### DATA SHOWN
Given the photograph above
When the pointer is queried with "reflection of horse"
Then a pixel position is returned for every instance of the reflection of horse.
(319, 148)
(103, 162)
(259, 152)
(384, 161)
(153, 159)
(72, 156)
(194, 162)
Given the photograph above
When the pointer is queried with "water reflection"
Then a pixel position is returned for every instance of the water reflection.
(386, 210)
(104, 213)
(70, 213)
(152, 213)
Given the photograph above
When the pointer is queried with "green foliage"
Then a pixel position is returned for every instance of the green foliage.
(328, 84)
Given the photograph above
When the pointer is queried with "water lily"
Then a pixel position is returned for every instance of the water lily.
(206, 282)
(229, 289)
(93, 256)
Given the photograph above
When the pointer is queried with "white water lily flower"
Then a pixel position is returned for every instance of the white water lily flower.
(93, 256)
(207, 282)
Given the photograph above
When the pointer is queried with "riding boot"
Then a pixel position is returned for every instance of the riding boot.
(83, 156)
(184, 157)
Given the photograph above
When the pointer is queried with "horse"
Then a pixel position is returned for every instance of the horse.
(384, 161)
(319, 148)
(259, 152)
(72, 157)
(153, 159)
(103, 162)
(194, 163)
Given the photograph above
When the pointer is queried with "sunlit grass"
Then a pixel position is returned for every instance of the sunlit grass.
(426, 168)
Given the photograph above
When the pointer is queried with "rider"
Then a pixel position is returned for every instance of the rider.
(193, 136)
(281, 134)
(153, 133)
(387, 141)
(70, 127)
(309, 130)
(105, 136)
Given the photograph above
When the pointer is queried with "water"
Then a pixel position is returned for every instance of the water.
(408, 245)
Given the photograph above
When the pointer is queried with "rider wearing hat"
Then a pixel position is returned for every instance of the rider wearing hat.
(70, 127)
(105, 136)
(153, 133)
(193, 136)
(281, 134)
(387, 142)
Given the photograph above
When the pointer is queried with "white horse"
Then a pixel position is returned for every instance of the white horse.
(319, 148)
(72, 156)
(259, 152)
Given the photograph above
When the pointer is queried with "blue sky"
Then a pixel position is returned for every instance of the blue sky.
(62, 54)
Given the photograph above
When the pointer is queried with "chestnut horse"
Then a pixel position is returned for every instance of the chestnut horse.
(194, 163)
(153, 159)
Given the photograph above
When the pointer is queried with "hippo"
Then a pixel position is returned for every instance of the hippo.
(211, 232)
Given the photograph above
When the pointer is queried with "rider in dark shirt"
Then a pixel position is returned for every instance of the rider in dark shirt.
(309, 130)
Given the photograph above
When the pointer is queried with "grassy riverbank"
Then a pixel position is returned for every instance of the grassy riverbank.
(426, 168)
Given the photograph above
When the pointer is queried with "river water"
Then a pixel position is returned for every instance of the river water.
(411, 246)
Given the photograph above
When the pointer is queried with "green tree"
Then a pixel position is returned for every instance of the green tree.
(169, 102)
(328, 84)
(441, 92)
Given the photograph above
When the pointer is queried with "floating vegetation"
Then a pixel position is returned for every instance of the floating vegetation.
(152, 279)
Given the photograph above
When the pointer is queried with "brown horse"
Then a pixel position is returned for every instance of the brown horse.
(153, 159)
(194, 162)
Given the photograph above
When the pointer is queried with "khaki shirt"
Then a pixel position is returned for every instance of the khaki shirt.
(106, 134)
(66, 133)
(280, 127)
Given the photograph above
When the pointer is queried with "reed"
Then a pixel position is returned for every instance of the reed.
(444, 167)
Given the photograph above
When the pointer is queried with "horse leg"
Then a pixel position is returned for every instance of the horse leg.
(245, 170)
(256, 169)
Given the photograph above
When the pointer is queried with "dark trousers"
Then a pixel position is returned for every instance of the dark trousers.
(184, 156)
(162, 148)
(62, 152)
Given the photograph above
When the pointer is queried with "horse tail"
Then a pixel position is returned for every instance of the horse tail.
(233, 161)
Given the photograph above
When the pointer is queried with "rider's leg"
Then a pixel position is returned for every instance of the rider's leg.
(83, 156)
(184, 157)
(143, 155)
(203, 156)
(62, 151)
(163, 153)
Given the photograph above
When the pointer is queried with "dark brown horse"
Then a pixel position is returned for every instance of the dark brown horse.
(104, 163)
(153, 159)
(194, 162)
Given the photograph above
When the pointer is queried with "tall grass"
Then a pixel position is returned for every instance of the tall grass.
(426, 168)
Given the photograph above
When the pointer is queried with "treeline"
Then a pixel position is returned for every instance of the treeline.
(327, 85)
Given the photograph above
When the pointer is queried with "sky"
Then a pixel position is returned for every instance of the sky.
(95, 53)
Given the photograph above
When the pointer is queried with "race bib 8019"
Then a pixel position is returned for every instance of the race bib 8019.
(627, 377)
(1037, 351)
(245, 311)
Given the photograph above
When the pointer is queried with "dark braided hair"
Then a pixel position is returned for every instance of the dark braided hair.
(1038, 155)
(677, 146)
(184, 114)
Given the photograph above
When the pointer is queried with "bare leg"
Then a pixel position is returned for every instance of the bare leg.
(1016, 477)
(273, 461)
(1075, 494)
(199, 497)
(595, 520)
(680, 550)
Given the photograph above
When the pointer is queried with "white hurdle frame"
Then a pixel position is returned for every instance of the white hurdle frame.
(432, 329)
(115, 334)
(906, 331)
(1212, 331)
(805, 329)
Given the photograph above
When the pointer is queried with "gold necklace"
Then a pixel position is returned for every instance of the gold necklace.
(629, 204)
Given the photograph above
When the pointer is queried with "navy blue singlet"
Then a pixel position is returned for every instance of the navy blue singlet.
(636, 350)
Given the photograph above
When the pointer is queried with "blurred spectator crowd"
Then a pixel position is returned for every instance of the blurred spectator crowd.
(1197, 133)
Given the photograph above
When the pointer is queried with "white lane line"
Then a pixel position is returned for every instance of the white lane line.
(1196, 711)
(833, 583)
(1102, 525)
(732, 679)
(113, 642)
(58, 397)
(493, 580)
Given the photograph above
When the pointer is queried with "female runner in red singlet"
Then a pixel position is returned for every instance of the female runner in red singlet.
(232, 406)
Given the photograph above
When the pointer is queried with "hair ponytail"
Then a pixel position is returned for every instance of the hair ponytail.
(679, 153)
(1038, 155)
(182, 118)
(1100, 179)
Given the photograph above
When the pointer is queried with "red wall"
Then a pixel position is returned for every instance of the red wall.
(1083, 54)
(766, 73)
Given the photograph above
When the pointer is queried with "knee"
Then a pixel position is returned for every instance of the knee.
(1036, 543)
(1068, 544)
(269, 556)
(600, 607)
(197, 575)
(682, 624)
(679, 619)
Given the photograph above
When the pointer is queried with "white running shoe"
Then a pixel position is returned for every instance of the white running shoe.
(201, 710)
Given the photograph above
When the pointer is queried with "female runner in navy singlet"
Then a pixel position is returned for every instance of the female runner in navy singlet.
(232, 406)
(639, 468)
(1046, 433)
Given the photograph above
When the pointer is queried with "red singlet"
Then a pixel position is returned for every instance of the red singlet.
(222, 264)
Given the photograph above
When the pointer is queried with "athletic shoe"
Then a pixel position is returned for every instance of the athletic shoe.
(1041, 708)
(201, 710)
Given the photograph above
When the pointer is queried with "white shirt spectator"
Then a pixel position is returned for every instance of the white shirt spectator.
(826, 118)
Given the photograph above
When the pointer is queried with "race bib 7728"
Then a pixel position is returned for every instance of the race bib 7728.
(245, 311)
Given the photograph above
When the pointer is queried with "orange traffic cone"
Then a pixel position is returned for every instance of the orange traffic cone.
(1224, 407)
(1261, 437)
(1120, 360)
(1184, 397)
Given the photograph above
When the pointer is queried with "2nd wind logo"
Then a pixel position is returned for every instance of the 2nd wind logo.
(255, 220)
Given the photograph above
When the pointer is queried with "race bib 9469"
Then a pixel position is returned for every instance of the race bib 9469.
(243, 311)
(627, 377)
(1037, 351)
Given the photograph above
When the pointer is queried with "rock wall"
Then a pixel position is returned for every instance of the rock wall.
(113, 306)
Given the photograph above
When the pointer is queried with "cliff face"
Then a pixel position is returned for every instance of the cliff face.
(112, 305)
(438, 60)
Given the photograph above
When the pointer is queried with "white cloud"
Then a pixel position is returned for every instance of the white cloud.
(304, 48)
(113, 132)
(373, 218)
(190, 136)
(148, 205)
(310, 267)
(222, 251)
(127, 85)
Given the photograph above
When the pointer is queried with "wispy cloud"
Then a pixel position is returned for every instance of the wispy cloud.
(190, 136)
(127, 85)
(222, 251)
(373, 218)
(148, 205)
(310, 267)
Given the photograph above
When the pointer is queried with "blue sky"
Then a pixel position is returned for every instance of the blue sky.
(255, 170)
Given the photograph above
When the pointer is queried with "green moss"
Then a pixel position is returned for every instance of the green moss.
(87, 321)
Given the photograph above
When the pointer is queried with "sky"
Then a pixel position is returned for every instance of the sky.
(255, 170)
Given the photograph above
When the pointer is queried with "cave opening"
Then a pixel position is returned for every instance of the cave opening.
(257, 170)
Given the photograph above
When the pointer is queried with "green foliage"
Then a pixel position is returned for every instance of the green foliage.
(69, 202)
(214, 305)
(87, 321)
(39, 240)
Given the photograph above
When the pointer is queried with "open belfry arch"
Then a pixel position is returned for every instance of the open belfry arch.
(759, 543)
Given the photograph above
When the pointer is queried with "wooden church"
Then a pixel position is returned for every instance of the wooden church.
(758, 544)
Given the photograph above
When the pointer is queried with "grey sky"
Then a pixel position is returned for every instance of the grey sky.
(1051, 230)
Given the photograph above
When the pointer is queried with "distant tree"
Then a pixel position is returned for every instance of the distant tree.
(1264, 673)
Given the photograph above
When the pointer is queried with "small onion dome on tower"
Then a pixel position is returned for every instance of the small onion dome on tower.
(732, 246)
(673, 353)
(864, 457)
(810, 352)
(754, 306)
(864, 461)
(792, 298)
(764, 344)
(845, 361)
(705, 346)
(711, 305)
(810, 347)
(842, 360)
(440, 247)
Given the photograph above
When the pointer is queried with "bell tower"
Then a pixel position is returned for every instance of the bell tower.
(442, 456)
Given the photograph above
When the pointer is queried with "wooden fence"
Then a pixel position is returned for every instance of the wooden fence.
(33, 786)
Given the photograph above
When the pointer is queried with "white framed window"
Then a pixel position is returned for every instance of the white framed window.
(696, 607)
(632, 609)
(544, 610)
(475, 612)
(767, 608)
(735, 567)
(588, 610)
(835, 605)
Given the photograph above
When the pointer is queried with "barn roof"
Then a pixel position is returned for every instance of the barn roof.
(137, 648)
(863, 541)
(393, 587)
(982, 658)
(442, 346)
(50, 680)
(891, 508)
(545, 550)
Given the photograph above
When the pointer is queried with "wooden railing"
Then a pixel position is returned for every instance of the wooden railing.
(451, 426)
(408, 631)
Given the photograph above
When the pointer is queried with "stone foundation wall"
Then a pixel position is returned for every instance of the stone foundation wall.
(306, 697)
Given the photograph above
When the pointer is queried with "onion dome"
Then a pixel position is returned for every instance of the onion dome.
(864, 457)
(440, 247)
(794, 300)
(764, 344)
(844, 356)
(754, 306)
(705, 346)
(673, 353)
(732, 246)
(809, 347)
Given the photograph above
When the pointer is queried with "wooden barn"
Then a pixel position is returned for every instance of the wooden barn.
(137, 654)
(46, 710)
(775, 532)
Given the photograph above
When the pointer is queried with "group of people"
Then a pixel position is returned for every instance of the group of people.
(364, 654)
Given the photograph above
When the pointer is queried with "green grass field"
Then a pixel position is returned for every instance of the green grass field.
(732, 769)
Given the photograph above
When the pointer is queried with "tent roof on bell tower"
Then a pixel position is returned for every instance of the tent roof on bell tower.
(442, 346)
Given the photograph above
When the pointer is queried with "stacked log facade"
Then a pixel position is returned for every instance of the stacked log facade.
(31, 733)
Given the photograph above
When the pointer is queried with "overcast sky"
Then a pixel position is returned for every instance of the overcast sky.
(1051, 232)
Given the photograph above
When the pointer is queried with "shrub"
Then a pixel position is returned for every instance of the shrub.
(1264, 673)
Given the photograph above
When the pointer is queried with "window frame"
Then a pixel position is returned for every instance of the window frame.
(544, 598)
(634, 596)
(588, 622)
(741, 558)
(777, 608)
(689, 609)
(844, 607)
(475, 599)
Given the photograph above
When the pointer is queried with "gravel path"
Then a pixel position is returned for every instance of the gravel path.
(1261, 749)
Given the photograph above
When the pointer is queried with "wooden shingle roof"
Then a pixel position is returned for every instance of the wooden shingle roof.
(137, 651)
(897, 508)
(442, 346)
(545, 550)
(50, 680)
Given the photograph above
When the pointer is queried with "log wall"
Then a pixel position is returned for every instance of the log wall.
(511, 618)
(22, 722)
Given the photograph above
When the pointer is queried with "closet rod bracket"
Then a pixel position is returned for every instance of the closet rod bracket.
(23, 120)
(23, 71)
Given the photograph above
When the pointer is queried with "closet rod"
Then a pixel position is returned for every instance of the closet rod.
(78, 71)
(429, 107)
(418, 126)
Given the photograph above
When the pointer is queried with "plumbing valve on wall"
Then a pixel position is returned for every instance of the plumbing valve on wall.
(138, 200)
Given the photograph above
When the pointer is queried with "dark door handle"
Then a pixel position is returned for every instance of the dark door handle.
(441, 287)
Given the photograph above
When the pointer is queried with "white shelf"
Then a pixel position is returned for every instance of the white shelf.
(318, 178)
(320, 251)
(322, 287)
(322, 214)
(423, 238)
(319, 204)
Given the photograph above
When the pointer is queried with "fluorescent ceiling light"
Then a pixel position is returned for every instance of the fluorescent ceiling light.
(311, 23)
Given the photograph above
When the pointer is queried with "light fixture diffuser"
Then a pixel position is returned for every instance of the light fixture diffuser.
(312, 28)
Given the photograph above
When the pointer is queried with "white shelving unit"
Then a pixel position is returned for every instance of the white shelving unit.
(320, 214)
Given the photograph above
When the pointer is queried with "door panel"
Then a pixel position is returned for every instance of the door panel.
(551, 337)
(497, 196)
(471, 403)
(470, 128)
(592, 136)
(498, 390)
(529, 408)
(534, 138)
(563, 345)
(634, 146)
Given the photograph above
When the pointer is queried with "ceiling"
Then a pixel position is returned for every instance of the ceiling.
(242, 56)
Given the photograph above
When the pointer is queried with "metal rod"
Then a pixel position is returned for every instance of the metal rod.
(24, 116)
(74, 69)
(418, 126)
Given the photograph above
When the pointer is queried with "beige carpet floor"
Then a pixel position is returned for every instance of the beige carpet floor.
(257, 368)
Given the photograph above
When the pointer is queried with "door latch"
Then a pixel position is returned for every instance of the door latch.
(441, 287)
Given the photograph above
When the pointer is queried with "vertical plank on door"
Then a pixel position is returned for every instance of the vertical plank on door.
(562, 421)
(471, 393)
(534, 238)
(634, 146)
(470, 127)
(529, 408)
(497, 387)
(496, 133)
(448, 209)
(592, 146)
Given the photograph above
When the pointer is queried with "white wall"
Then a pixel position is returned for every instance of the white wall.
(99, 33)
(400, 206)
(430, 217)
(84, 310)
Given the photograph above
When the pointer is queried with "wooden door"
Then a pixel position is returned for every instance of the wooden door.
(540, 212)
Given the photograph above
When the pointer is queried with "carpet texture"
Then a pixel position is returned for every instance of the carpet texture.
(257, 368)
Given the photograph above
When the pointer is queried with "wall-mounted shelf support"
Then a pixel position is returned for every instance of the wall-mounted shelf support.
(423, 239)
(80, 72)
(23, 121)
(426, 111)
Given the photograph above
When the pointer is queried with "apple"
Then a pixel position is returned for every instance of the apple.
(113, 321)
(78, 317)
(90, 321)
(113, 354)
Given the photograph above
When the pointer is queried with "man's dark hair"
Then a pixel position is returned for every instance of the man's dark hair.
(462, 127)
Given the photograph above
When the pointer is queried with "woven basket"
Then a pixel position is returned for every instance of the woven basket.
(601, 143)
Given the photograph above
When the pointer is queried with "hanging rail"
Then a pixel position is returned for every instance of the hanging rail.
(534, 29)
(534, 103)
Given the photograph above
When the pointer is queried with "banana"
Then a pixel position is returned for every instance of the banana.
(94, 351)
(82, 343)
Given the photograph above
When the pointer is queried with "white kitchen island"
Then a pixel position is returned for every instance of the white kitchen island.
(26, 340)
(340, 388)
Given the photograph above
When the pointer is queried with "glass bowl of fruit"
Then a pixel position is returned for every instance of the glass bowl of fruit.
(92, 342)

### INSTRUCTIONS TO FOLLOW
Extract every line of the entries above that contains the string "group". Treat uppercase and lowercase as different.

### ANSWER IN FULL
When the pointer is queried with "group of people"
Then a pixel position is returned for every instance of the group of people.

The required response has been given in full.